● What is being asked
From the entries below, reproduce exactly the line containing "# indicate the computer monitor with a pin", the line containing "# indicate the office chair with a pin", and every line in between, with nothing added.

● Source records

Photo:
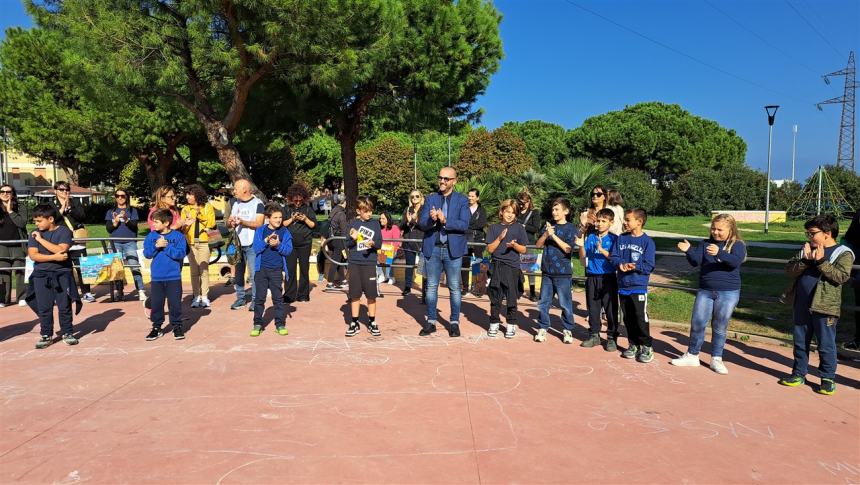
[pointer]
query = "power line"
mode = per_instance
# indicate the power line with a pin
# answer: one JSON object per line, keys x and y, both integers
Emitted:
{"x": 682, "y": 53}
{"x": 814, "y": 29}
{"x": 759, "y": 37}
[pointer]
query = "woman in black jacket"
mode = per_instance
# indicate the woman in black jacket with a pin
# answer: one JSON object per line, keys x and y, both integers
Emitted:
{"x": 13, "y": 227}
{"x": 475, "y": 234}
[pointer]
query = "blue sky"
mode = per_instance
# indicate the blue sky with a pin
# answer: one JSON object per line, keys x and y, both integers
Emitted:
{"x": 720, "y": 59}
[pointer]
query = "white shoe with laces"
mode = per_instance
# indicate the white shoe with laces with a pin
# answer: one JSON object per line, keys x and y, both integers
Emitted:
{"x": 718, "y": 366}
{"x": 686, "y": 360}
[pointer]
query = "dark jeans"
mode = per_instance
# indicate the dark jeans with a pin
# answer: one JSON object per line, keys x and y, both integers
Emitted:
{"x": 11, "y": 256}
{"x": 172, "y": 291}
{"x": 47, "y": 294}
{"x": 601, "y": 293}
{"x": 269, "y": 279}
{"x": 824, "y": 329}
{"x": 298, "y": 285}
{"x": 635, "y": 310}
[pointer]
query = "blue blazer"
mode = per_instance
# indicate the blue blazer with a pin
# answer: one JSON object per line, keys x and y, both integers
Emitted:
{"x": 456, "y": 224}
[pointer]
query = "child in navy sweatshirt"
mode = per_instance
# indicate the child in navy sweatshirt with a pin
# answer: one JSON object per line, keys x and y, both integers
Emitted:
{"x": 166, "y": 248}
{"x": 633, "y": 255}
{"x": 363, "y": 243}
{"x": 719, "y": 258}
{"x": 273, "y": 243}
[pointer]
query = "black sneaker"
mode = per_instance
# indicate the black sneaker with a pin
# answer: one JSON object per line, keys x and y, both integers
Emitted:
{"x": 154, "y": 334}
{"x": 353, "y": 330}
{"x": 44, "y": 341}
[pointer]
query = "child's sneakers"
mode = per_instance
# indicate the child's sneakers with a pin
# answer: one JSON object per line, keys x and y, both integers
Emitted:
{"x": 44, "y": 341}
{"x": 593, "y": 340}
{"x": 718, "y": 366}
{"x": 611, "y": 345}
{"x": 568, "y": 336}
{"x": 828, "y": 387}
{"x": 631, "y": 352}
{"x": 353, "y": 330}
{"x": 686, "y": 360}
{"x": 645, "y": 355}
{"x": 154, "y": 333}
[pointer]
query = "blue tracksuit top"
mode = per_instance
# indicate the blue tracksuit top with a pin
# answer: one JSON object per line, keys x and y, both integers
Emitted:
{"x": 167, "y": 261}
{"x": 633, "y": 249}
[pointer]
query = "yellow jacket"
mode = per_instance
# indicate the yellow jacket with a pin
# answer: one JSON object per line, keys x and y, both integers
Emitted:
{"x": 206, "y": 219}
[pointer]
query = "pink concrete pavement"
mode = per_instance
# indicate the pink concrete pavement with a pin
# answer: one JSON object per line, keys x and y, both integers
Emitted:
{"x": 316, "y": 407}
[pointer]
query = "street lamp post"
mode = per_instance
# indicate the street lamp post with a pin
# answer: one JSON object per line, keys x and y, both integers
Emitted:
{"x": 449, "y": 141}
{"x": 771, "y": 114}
==
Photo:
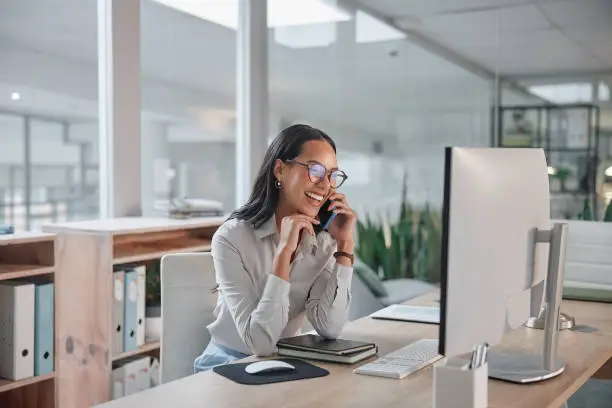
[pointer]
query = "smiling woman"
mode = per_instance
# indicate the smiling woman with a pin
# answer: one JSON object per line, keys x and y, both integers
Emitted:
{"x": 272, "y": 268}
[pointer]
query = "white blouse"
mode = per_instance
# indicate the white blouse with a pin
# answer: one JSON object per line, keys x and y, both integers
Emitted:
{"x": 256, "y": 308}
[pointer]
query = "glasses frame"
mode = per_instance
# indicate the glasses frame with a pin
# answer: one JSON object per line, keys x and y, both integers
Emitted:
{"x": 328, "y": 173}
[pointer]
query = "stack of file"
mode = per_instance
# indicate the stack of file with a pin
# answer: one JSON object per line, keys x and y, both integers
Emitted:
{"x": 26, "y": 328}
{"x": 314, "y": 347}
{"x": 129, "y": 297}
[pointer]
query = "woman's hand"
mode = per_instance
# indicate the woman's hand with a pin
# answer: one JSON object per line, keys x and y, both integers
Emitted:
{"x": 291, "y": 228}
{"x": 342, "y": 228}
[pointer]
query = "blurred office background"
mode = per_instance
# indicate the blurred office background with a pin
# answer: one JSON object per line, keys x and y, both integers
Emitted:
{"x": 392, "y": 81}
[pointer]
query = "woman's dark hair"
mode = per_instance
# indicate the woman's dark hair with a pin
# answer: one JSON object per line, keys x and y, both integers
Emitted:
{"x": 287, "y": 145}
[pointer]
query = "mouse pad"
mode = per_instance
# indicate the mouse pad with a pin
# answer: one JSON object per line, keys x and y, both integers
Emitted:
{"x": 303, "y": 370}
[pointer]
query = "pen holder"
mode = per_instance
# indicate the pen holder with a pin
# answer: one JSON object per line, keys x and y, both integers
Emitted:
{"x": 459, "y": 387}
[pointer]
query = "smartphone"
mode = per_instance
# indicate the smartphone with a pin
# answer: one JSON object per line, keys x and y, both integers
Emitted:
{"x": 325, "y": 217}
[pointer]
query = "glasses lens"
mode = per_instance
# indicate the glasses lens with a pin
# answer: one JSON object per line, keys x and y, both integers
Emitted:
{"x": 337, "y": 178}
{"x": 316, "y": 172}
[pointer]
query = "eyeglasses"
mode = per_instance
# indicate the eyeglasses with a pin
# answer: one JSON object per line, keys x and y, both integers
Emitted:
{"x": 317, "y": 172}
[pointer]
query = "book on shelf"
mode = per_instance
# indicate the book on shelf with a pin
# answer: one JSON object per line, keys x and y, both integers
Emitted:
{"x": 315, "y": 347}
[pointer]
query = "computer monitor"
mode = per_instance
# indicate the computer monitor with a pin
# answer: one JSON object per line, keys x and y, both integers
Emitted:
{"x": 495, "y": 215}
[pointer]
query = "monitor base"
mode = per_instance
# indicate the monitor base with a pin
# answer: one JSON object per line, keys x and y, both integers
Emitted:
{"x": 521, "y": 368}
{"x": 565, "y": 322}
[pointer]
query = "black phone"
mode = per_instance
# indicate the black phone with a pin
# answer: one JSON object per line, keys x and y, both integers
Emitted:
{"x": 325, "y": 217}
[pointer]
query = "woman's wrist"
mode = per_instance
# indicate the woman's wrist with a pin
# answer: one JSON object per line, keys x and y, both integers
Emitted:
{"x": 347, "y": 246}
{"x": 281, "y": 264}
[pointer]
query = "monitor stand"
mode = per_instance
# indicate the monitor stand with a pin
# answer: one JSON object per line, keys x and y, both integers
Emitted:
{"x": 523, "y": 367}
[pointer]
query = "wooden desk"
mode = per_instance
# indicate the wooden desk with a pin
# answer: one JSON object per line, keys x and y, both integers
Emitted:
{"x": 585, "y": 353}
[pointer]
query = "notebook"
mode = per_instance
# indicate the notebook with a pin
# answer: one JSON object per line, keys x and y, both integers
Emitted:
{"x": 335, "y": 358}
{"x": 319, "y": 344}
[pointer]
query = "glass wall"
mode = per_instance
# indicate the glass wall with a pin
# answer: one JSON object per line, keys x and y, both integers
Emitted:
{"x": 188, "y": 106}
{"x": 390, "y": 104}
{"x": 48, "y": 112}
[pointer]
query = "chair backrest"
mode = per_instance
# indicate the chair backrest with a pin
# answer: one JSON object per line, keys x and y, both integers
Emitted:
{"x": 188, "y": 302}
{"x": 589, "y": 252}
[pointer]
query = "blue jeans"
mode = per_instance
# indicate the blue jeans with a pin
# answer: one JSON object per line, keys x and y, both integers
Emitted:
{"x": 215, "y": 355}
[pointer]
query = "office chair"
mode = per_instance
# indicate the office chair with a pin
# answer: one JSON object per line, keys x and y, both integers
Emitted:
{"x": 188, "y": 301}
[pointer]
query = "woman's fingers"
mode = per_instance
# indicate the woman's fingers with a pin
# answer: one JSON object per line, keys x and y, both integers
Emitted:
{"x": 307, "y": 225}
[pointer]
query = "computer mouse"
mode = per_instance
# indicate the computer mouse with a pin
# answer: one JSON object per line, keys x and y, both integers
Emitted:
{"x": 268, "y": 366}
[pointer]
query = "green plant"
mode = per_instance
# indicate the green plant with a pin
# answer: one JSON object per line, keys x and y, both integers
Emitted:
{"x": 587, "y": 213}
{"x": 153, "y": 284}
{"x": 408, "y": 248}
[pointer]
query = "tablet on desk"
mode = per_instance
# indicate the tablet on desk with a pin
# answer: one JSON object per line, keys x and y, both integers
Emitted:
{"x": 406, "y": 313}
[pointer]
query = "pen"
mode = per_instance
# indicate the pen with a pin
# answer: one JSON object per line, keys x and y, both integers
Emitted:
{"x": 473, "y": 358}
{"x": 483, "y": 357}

● Reply to the task
# indicate the computer monitor with a pin
# answer: one JSON object per line, keys x and y, both integers
Emitted:
{"x": 495, "y": 215}
[pointer]
query = "monitor base"
mode = per_instance
# indicate the monitor base with a pin
# answer: one JSON object per line, keys x and y, both integers
Emitted:
{"x": 521, "y": 368}
{"x": 565, "y": 322}
[pointer]
query = "black phone"
mode = per_instance
# indicate the black phone with a pin
# answer: one JSON object per line, keys x and y, both integers
Emitted:
{"x": 325, "y": 217}
[pointer]
query = "woman's wrist"
mode = per_instance
# indicate the woman's wrist with a pin
# answer: one JSON object per line, keys x and y, both integers
Emitted:
{"x": 347, "y": 246}
{"x": 281, "y": 264}
[pointer]
query = "monitor stand"
mode = per_instance
# indicate the monitor stand with a pin
# answer: one JSON object per line, keys x and y, both integers
Emitted:
{"x": 523, "y": 367}
[pointer]
query = "wooden desk"
mode = per_instance
# indicate the wooden desk with a pin
# answer: one JSON object per line, keys x and y, both integers
Emitted:
{"x": 585, "y": 353}
[pointer]
query = "notebook"
mode = per_instance
# indicate the notebook with a pin
# answer: one JSON object per line, keys x and y, both integers
Emitted:
{"x": 335, "y": 358}
{"x": 319, "y": 344}
[pointer]
query = "glass wall"
mode = per_instance
# indicate the glass wall with a pin
# answer: one JSON object per line, keys x and y, both integers
Emitted:
{"x": 188, "y": 106}
{"x": 390, "y": 104}
{"x": 48, "y": 112}
[pointer]
query = "chair backrest"
mode = per_instance
# indicate the chair backrest with a pin
# answer: one JSON object per line, keys x and y, both integers
Emitted:
{"x": 188, "y": 302}
{"x": 589, "y": 252}
[pointer]
query = "blue jeans"
mode = per_instance
# indicate the blue jeans with a pin
# answer: one JSON object per line, keys x and y, both integers
Emitted:
{"x": 215, "y": 355}
[pointer]
query = "office chair"
mode = per_instance
# indicate the office chair with a pin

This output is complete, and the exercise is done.